Obama’s poll numbers sink in Ohio

Ohioans dead even on Clinton, Christie for 2016.

This is the lowest rating Obama has received in the Buckeye state.

Although Obama just took office for his second term less than six months ago, pollsters are now turning their attention to the next presidential election in 2016.

Quinnipiac University found that if the election were held today, former Secretary of State Hillary Clinton and New Jersey Gov. Chris Christie are deadlocked at 42 points each, but Clinton would edge out Kentucky Sen. Rand Paul 47 percent to 44 percent. And Christie and Paul would both beat Vice President Joe Biden.

Clinton’s strength among women and her Democratic base allows her to counter Christie’s strength with men and his narrower margin among his GOP base, the poll found. Independent voters are divided with 41 percent for Christie and 38 percent for Clinton.

Ohio was the key state for Obama in both of his presidential elections but his fortunes here have since turned, said Peter Brown, assistant director of the Quinnipiac University Polling Institute. “Since last December he has lost 10 points among Democrats and 17 points among independent voters. He has gone from a 20-point approval margin among women to a 9-point disapproval margin among female voters.”

**What the task asks**
Could you extract, word for word, the stretch of the Ohio poll article from "Obama’s poll numbers" through "percent for Clinton."?

**Dataset records**

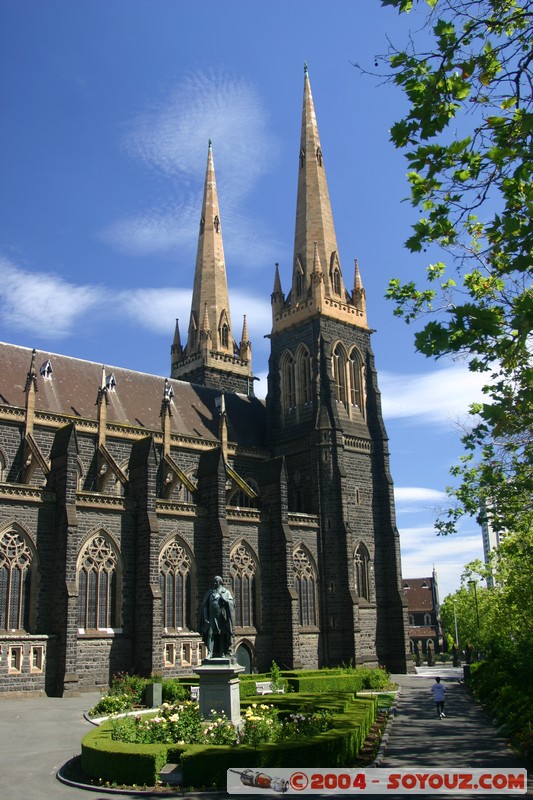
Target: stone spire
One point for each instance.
(210, 281)
(317, 283)
(211, 356)
(314, 218)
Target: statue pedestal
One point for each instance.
(219, 687)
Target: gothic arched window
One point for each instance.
(299, 284)
(97, 584)
(238, 498)
(336, 277)
(361, 572)
(306, 588)
(224, 335)
(288, 381)
(16, 559)
(339, 373)
(175, 565)
(304, 375)
(243, 570)
(356, 379)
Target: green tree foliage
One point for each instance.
(498, 623)
(467, 135)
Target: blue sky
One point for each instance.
(107, 108)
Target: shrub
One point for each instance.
(174, 691)
(121, 762)
(111, 704)
(133, 685)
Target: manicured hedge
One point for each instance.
(247, 684)
(125, 763)
(320, 681)
(337, 747)
(121, 762)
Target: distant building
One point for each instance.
(491, 539)
(122, 494)
(425, 624)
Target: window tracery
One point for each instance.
(175, 566)
(361, 572)
(356, 379)
(339, 373)
(288, 381)
(97, 584)
(305, 585)
(15, 581)
(304, 376)
(243, 571)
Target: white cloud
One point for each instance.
(173, 135)
(415, 494)
(156, 230)
(43, 303)
(172, 138)
(157, 309)
(422, 550)
(441, 396)
(414, 499)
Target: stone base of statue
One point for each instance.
(219, 687)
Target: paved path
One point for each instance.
(38, 735)
(464, 739)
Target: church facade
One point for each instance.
(122, 494)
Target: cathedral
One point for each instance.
(122, 493)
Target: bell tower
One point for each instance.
(324, 418)
(211, 356)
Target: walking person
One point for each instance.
(439, 695)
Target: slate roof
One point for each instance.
(136, 401)
(418, 597)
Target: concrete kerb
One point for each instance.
(204, 795)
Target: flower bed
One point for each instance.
(327, 729)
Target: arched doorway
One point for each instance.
(244, 658)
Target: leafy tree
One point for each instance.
(467, 135)
(497, 621)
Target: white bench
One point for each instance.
(265, 687)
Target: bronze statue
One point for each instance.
(217, 616)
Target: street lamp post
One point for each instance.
(474, 583)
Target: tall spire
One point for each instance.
(210, 282)
(314, 218)
(317, 283)
(211, 356)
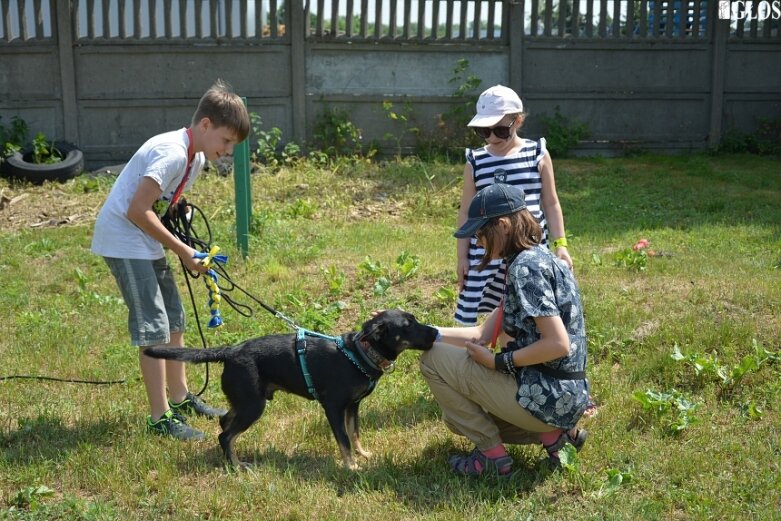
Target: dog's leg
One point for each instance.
(353, 429)
(238, 420)
(336, 415)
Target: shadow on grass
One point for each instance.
(424, 483)
(46, 438)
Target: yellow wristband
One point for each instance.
(560, 242)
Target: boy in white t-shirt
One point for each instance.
(130, 236)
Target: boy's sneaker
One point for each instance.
(193, 403)
(170, 425)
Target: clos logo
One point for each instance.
(750, 10)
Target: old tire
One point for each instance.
(20, 165)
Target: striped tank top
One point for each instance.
(483, 290)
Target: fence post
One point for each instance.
(297, 31)
(515, 30)
(65, 47)
(720, 35)
(243, 193)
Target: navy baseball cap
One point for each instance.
(492, 201)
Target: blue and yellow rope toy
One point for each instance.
(211, 279)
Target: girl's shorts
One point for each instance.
(154, 307)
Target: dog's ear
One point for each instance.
(373, 329)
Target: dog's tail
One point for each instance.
(184, 354)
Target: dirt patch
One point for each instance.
(26, 207)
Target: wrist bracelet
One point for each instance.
(561, 242)
(503, 363)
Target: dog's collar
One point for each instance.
(372, 357)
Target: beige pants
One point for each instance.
(476, 402)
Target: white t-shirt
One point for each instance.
(162, 158)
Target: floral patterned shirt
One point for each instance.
(540, 285)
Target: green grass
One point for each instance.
(77, 451)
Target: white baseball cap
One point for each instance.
(494, 104)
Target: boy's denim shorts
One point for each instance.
(154, 307)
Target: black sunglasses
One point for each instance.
(501, 132)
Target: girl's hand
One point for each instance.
(563, 254)
(480, 354)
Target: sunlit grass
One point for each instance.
(713, 288)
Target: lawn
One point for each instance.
(684, 350)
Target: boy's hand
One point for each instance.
(480, 354)
(191, 263)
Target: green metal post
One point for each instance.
(243, 193)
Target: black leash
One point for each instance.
(64, 380)
(179, 221)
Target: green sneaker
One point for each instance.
(170, 425)
(195, 404)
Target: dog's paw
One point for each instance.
(363, 452)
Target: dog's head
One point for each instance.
(392, 331)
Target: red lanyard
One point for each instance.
(190, 157)
(500, 312)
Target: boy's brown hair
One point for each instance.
(224, 108)
(525, 233)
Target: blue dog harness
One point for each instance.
(301, 335)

**Exercise response**
Obama’s poll numbers sink in Ohio

Ohioans dead even on Clinton, Christie for 2016.

This is the lowest rating Obama has received in the Buckeye state.

Although Obama just took office for his second term less than six months ago, pollsters are now turning their attention to the next presidential election in 2016.

Quinnipiac University found that if the election were held today, former Secretary of State Hillary Clinton and New Jersey Gov. Chris Christie are deadlocked at 42 points each, but Clinton would edge out Kentucky Sen. Rand Paul 47 percent to 44 percent. And Christie and Paul would both beat Vice President Joe Biden.

Clinton’s strength among women and her Democratic base allows her to counter Christie’s strength with men and his narrower margin among his GOP base, the poll found. Independent voters are divided with 41 percent for Christie and 38 percent for Clinton.